## 作業内容:
本文の「料理をつくるのは、麻布の老舗料理店をはじめ、幅広いジャンルの店で修行を積んだという、店長の神田彰さん。」という一文を英語に訳してください。

## 本文:

====

近年、日本酒にこだわる店が増えてきた渋谷エリア。数あるなかからおすすめしたいのが「日本酒バル Chintara」です。店長の神田さんが「私がつくることのできる最大限を提供している」と語るように、バルとは思えない、趣向を凝らした繊細な料理を楽しむことができます。
今回は、ちょっとしたデートや女子会にぴったりな「日本酒バル Chintara」の魅力を紹介します。
雰囲気のある"裏渋谷"で、日本酒を楽しむ
「日本酒バル Chintara」までは、渋谷駅から徒歩8分。都会の喧騒を抜けて、おしゃれな店が立ち並ぶ、神泉駅の近くにあります。
店内をのぞくことができるガラス張りの入口と木目調の内装で、ふらりと入りやすい雰囲気。約30席のこぢんまりとした店です。店の壁には人気の日本酒や、きき酒セット、日本酒カクテルなどの紹介がかわいらしく書かれているため、日本酒にあまり馴染みのないお客さんでも、気負うことなく注文できそうです。
料理をつくるのは、麻布の老舗料理店をはじめ、幅広いジャンルの店で修行を積んだという、店長の神田彰さん。さっそく、神田さん自慢のメニューと、全国から選りすぐった日本酒をいただきましょう。
名物は、日本酒との相性が抜群なアジフライ!

====

## 提供レコード:

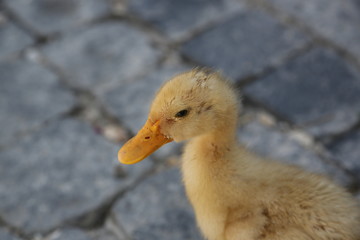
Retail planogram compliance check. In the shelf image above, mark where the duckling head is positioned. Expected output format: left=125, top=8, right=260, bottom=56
left=118, top=69, right=239, bottom=164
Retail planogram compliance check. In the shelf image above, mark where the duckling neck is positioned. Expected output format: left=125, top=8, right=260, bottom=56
left=186, top=116, right=238, bottom=162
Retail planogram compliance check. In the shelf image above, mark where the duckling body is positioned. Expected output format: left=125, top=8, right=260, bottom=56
left=119, top=70, right=360, bottom=240
left=182, top=139, right=360, bottom=240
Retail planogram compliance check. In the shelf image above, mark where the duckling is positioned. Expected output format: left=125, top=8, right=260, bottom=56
left=118, top=69, right=360, bottom=240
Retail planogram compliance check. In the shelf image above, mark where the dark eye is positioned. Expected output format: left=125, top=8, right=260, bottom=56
left=175, top=109, right=189, bottom=117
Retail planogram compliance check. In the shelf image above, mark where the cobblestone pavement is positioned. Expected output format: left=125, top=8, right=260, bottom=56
left=0, top=0, right=360, bottom=240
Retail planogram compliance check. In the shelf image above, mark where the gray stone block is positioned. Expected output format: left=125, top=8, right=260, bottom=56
left=4, top=0, right=110, bottom=34
left=0, top=60, right=75, bottom=145
left=182, top=11, right=308, bottom=80
left=128, top=0, right=243, bottom=38
left=45, top=227, right=119, bottom=240
left=113, top=169, right=202, bottom=240
left=46, top=228, right=91, bottom=240
left=0, top=227, right=20, bottom=240
left=0, top=119, right=151, bottom=233
left=238, top=122, right=351, bottom=185
left=43, top=22, right=160, bottom=90
left=100, top=66, right=188, bottom=159
left=0, top=13, right=33, bottom=59
left=271, top=0, right=360, bottom=59
left=244, top=48, right=360, bottom=136
left=327, top=129, right=360, bottom=181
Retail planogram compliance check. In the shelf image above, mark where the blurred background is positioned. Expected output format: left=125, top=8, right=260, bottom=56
left=0, top=0, right=360, bottom=240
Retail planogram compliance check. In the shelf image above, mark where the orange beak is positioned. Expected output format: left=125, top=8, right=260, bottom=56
left=118, top=119, right=173, bottom=164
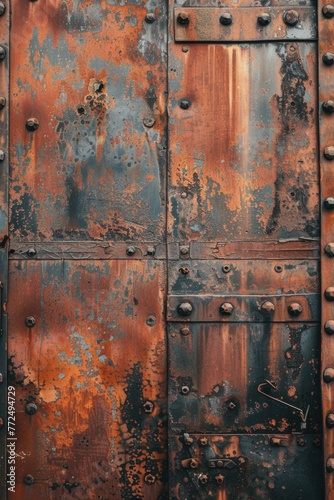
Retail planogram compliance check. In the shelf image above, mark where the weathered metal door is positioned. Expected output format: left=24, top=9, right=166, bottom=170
left=0, top=0, right=334, bottom=500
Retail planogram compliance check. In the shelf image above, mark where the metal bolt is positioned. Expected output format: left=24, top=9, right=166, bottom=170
left=288, top=302, right=303, bottom=316
left=26, top=118, right=39, bottom=132
left=219, top=302, right=234, bottom=315
left=215, top=474, right=225, bottom=484
left=324, top=146, right=334, bottom=160
left=324, top=197, right=334, bottom=210
left=180, top=99, right=191, bottom=109
left=257, top=12, right=271, bottom=26
left=25, top=403, right=38, bottom=415
left=145, top=12, right=155, bottom=24
left=24, top=316, right=36, bottom=328
left=261, top=300, right=275, bottom=314
left=177, top=302, right=193, bottom=316
left=324, top=319, right=334, bottom=335
left=126, top=247, right=136, bottom=257
left=23, top=474, right=35, bottom=486
left=180, top=326, right=190, bottom=337
left=283, top=10, right=299, bottom=26
left=219, top=12, right=233, bottom=26
left=177, top=12, right=190, bottom=26
left=143, top=116, right=155, bottom=128
left=322, top=99, right=334, bottom=114
left=325, top=286, right=334, bottom=302
left=198, top=474, right=209, bottom=484
left=326, top=457, right=334, bottom=472
left=324, top=243, right=334, bottom=257
left=323, top=368, right=334, bottom=384
left=322, top=52, right=334, bottom=66
left=322, top=3, right=334, bottom=19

====

## 最終結果:
The one who prepares the food is the manager, Akira Kanda, who is said to have trained at restaurants across a wide range of genres, including a long-established restaurant in Azabu.